** Begin **

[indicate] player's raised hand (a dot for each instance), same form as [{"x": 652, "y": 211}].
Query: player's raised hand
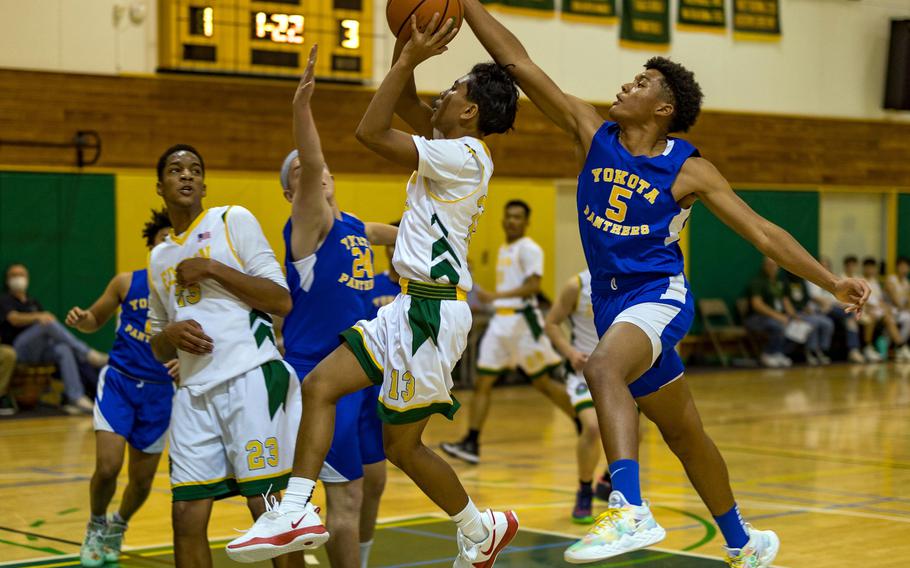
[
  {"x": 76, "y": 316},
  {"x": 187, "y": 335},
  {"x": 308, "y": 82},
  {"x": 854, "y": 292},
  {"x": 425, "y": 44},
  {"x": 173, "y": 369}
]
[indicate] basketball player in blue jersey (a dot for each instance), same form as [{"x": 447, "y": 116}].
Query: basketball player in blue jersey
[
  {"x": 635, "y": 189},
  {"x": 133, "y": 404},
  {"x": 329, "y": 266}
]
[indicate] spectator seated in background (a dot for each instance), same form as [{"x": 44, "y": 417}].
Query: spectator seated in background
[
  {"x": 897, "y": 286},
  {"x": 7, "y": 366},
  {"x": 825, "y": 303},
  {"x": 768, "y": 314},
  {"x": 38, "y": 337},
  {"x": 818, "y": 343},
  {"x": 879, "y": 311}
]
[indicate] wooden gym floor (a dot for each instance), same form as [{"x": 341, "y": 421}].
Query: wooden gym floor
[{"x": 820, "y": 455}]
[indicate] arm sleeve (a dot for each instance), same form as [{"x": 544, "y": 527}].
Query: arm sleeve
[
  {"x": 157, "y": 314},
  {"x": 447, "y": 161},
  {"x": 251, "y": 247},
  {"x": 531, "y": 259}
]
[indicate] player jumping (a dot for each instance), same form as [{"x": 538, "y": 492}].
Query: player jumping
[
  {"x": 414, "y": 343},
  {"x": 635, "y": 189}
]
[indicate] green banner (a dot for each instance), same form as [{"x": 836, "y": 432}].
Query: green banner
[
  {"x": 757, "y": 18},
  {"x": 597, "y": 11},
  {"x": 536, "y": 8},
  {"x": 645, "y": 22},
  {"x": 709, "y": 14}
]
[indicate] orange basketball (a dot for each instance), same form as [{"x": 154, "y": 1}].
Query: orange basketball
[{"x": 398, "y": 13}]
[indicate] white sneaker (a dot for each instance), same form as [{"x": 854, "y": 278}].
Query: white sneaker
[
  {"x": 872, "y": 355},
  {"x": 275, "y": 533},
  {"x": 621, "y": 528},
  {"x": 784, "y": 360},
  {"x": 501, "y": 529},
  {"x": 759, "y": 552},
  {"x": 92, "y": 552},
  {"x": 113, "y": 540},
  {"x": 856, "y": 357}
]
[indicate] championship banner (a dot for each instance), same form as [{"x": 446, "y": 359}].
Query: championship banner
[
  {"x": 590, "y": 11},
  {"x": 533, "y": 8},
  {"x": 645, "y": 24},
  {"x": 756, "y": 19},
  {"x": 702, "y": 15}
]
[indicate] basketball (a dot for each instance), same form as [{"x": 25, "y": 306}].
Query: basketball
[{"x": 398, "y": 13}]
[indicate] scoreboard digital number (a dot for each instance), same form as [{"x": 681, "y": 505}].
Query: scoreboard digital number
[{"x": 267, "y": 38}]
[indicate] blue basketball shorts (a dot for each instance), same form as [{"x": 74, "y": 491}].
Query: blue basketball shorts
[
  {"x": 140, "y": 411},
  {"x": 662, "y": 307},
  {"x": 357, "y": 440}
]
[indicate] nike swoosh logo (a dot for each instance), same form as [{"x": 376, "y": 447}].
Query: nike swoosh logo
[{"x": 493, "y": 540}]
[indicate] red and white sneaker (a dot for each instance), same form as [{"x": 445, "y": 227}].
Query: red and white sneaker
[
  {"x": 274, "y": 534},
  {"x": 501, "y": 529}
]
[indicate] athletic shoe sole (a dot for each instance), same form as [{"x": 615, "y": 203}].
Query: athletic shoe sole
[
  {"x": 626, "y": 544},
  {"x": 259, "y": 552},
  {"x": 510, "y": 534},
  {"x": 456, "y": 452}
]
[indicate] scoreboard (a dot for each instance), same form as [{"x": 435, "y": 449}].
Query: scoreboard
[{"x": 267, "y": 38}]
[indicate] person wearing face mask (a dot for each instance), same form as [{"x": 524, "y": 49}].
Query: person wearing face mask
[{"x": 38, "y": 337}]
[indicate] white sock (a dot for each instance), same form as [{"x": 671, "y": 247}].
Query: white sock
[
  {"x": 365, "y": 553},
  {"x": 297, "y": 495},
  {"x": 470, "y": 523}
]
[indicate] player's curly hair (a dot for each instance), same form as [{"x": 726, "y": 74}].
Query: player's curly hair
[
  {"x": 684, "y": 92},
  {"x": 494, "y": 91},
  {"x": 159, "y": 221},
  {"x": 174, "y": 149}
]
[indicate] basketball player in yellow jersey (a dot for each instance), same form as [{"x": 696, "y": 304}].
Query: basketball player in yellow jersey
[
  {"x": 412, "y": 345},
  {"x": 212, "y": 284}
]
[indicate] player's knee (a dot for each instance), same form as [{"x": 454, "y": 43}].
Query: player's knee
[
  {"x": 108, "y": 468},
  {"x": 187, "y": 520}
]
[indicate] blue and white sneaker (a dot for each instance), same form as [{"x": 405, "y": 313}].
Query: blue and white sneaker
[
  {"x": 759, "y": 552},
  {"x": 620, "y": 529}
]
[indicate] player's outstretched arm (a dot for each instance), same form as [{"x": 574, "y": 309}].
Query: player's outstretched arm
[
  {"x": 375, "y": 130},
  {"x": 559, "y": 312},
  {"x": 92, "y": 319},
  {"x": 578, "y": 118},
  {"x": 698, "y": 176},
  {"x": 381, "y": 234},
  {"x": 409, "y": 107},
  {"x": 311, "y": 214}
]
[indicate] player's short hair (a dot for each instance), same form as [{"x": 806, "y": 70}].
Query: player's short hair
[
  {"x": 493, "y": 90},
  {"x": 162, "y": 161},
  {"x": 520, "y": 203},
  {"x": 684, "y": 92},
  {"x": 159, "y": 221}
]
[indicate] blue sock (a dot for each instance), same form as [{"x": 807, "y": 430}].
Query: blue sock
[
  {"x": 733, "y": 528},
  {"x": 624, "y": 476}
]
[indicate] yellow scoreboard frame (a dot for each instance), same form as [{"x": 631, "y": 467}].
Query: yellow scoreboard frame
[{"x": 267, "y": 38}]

** End **
** Begin **

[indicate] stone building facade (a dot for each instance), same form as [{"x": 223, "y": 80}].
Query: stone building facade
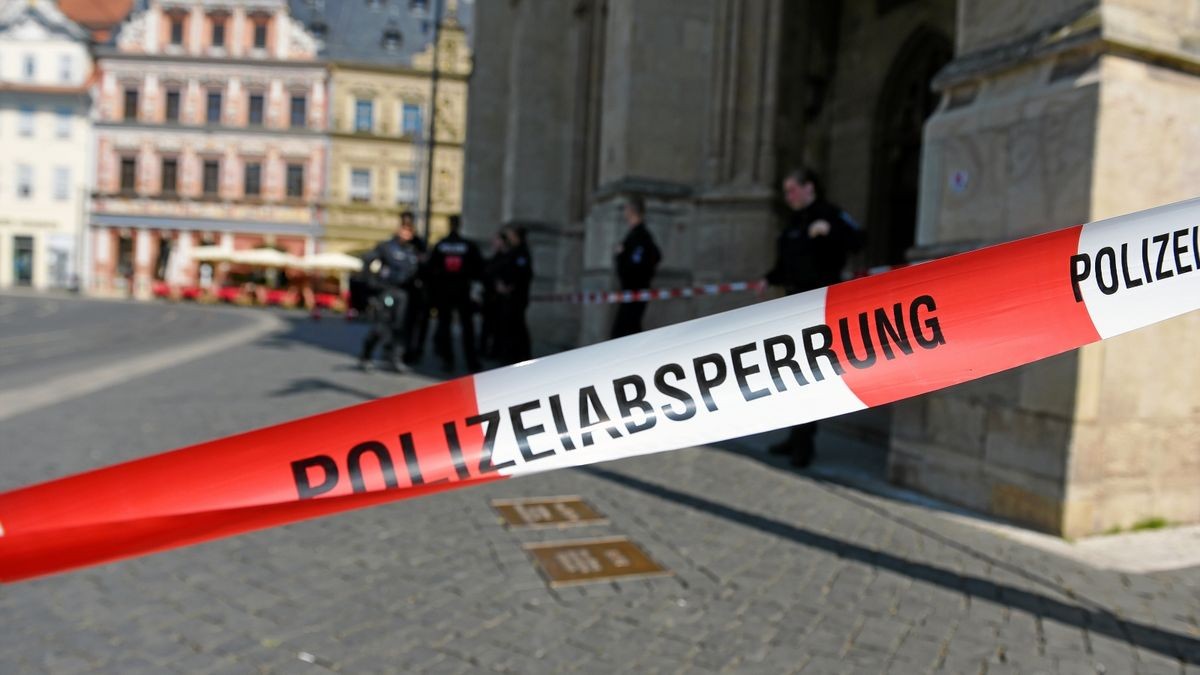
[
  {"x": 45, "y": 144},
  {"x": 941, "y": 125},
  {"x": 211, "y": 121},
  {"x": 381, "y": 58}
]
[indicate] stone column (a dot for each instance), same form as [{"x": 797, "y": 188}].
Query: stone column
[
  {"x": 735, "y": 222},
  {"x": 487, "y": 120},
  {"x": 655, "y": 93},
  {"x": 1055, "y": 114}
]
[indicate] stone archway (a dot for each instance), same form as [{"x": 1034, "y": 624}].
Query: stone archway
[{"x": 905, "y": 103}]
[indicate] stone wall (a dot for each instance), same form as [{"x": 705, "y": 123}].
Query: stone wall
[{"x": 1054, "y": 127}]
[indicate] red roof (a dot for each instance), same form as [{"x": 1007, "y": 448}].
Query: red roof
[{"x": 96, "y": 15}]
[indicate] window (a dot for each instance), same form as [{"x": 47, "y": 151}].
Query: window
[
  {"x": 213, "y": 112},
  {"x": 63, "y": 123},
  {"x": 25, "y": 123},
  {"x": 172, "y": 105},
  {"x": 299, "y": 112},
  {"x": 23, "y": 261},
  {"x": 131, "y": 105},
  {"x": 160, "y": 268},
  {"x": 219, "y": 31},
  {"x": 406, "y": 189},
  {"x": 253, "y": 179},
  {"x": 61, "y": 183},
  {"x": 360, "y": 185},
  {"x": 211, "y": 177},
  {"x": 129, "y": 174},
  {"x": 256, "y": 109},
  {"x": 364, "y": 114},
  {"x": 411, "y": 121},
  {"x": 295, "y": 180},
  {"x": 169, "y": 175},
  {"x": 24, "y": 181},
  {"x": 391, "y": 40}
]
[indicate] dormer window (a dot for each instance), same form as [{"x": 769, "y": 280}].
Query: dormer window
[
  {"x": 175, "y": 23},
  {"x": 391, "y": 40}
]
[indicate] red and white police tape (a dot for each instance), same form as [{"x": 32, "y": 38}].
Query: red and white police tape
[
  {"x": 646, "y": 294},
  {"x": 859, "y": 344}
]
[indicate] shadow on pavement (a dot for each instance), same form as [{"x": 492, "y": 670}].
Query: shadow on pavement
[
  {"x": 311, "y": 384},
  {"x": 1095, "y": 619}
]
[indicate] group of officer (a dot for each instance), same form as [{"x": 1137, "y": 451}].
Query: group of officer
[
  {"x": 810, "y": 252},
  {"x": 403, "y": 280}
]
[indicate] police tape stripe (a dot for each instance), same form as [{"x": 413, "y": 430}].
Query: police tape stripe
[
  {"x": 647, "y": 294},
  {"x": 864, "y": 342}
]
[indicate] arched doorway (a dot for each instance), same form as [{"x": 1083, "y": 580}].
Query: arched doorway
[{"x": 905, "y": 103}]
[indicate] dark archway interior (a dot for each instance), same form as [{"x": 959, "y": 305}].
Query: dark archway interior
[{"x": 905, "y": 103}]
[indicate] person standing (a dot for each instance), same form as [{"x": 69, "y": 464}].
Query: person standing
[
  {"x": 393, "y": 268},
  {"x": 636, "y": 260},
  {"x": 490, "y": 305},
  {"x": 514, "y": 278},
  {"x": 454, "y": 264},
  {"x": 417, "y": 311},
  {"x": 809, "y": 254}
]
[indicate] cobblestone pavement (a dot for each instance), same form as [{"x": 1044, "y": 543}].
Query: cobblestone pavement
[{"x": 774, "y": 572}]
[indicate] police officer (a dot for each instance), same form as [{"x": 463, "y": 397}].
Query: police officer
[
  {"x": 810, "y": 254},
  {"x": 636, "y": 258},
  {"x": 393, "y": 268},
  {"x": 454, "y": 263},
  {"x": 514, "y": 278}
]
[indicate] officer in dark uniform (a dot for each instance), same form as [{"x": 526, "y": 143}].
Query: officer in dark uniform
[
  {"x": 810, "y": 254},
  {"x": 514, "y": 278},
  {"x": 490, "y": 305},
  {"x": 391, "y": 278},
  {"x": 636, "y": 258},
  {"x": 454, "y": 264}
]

** End **
** Begin **

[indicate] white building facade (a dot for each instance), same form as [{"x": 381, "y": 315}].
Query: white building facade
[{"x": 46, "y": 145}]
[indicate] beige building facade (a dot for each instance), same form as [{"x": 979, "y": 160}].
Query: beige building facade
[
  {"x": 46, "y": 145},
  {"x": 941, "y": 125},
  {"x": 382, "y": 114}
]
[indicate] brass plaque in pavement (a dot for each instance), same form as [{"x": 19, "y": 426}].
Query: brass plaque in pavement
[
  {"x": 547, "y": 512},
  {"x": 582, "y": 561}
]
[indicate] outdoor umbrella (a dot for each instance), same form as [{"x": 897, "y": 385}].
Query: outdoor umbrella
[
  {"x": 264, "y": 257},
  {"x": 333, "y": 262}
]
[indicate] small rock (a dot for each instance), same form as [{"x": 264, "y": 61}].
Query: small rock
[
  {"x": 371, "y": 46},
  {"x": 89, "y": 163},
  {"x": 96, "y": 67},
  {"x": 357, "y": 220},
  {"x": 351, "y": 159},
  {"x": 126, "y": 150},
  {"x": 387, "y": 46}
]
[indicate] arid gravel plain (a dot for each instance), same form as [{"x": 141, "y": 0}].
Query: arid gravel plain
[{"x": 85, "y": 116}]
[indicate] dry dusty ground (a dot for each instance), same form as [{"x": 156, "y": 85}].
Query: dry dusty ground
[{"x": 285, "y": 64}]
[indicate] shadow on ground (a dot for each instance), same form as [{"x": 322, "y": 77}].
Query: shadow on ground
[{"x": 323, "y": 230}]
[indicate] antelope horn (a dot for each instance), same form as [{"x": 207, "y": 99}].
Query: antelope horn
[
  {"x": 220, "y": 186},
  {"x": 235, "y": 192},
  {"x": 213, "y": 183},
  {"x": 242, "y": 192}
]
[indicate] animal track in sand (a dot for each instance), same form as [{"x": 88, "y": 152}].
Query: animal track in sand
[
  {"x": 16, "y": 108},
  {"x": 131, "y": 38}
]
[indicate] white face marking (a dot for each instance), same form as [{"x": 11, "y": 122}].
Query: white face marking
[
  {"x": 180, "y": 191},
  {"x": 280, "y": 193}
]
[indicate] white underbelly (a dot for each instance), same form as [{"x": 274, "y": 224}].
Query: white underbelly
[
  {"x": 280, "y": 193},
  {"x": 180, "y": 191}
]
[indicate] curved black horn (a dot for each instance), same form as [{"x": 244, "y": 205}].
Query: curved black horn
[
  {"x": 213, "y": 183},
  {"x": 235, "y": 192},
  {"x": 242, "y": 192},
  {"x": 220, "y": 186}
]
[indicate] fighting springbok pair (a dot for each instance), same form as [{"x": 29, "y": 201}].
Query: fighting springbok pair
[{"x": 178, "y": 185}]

** End **

List every line in the records that contains the word "dormer", copying each one in full.

[indicate] dormer window (a dot for each instance), same form as [{"x": 769, "y": 280}].
Query: dormer window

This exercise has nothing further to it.